Please repeat every one of the lines below word for word, from the first through the last.

____

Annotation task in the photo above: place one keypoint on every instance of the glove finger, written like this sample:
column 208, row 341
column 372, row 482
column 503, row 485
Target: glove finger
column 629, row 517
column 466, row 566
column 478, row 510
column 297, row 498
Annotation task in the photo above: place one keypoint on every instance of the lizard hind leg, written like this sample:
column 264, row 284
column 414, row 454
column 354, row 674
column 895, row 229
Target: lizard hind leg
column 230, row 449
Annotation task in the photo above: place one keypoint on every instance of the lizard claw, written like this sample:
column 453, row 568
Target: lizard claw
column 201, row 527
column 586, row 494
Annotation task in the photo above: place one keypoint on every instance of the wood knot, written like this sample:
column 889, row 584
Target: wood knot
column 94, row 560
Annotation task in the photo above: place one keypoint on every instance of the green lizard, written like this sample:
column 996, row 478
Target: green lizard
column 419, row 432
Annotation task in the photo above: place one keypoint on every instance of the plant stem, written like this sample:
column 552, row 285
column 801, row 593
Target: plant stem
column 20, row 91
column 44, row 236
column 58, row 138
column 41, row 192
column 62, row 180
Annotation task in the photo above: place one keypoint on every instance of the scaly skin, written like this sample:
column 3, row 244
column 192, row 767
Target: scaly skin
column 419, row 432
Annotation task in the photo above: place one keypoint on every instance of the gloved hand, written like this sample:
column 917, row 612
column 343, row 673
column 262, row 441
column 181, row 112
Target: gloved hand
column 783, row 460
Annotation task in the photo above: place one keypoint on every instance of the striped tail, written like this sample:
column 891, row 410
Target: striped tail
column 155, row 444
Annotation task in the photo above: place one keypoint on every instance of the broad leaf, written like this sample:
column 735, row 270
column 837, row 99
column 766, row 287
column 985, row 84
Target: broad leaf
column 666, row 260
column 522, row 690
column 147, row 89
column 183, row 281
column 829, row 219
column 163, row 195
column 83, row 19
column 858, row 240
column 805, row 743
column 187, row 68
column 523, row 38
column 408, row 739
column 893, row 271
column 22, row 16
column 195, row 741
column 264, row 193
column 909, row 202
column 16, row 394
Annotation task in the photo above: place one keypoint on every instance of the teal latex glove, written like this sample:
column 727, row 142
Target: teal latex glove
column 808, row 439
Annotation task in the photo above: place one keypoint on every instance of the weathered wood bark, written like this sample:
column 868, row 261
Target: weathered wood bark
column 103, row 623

____

● **Response for this exercise**
Annotation task in the photo above: place one keypoint on every instance of the glove finger, written like this sample:
column 208, row 341
column 372, row 482
column 503, row 485
Target: glove finger
column 629, row 517
column 466, row 566
column 478, row 510
column 297, row 498
Annotation task in the photo above: place one keypoint on every instance of the lizard hind leg, written like this sample:
column 264, row 284
column 414, row 454
column 354, row 674
column 895, row 229
Target: lizard hind leg
column 230, row 449
Annotation task in the photo above: place one keypoint on every instance of the lizard claw, written like this sample:
column 453, row 568
Target: lizard claw
column 201, row 527
column 586, row 494
Annotation task in the photo above: place one keypoint on every instance of the wood knot, written like this sample:
column 889, row 584
Target: wood knot
column 94, row 560
Annotation task in the photo above: place one keypoint on every instance of the green lizard, written like this sample:
column 996, row 478
Target: green lizard
column 419, row 432
Annotation task in the photo above: place one keypoint on every instance of the plant stem, written like this sample:
column 552, row 285
column 801, row 593
Target: plant stem
column 20, row 91
column 44, row 236
column 58, row 138
column 41, row 192
column 62, row 180
Annotation task in the photo above: place one keypoint on every instance of the scaly skin, written like this sample:
column 3, row 244
column 192, row 767
Target: scaly skin
column 419, row 432
Annotation task in the photo above: place one keypoint on every instance of the gloved hand, written like this sample:
column 917, row 612
column 343, row 673
column 262, row 441
column 181, row 112
Target: gloved hand
column 783, row 460
Annotation task in the photo above: place one keypoint on every instance of the striped tail, written like this sample:
column 891, row 410
Target: striped tail
column 155, row 444
Annotation task in the photo above: place one keypoint on every instance of the broad leaf, written like this sample:
column 735, row 270
column 837, row 99
column 766, row 287
column 985, row 84
Target: broad leaf
column 666, row 260
column 522, row 690
column 147, row 89
column 183, row 281
column 829, row 219
column 163, row 195
column 83, row 19
column 858, row 240
column 805, row 743
column 187, row 68
column 523, row 38
column 408, row 739
column 893, row 271
column 22, row 16
column 195, row 741
column 264, row 193
column 909, row 202
column 16, row 394
Annotation task in the photo above: place one keypoint on every instance of the teal latex glove, written like this sample:
column 727, row 142
Target: teal latex glove
column 808, row 439
Annotation task in the photo above: place one keypoint on every instance of the weathered wood bark, written like this sample:
column 868, row 261
Target: weathered wood bark
column 103, row 623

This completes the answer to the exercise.